··· INPUT FOR THIS TASK

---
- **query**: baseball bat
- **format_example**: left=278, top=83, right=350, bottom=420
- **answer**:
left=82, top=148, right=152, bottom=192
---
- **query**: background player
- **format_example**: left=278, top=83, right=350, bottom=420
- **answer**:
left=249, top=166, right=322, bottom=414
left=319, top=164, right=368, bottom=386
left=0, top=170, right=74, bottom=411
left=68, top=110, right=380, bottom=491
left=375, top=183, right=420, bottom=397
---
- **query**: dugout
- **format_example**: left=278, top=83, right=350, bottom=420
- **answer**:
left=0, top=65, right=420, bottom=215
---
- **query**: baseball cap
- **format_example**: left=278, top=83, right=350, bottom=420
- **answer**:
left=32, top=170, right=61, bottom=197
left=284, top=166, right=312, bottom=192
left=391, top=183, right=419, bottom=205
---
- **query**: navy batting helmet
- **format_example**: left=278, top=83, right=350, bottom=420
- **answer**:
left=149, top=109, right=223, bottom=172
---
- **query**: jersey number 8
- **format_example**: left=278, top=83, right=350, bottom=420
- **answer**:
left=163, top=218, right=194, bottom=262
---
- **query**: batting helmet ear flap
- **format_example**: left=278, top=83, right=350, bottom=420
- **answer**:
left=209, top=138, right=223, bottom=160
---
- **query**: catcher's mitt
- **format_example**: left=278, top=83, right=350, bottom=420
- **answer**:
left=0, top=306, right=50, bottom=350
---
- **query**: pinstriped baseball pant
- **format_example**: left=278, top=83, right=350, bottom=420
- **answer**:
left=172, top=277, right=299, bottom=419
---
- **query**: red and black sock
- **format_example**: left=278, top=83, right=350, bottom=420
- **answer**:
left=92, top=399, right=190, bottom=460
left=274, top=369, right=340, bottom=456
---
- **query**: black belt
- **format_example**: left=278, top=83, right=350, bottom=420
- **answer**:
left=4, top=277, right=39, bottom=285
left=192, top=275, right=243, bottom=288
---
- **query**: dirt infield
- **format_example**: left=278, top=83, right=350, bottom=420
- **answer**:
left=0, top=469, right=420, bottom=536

······

### STATED PROBLEM
Copy every row above word for word, with no changes.

### RESULT OF THE TASK
---
- **query**: baseball bat
- **format_example**: left=278, top=83, right=350, bottom=420
- **answer**:
left=82, top=148, right=152, bottom=192
---
- **query**: background player
- **format_example**: left=278, top=83, right=350, bottom=420
- **answer**:
left=249, top=166, right=322, bottom=414
left=319, top=164, right=368, bottom=386
left=0, top=170, right=74, bottom=411
left=68, top=110, right=380, bottom=491
left=375, top=183, right=420, bottom=397
---
- **query**: dugout
- **format_example**: left=278, top=83, right=350, bottom=420
- **answer**:
left=0, top=65, right=420, bottom=215
---
- **query**: baseball cap
- **format_example**: left=278, top=83, right=350, bottom=420
- **answer**:
left=32, top=170, right=61, bottom=197
left=284, top=166, right=312, bottom=192
left=391, top=183, right=419, bottom=205
---
- **query**: navy batting helmet
- **format_example**: left=278, top=83, right=350, bottom=420
- **answer**:
left=149, top=109, right=223, bottom=172
---
- **query**: jersey number 8
- **format_example**: left=278, top=83, right=350, bottom=420
- **answer**:
left=163, top=218, right=194, bottom=262
---
- **query**: batting helmet ear flap
- **format_example**: left=278, top=83, right=350, bottom=420
- **answer**:
left=209, top=138, right=223, bottom=160
---
- **query**: catcher's mitt
- **format_example**: left=278, top=83, right=350, bottom=420
- **answer**:
left=0, top=306, right=50, bottom=350
---
- **query**: pinstriped baseball pant
- **format_example**: left=278, top=83, right=350, bottom=420
- **answer**:
left=172, top=277, right=299, bottom=419
---
- **query**: red and black sock
- **format_example**: left=278, top=83, right=350, bottom=420
- **answer**:
left=92, top=399, right=190, bottom=460
left=274, top=369, right=340, bottom=456
---
- **query**: black belt
- **format_example**: left=278, top=83, right=350, bottom=420
- **answer**:
left=4, top=277, right=39, bottom=285
left=192, top=275, right=243, bottom=288
---
- **query**: dirt infield
- **format_example**: left=278, top=83, right=350, bottom=420
- **answer**:
left=0, top=469, right=420, bottom=536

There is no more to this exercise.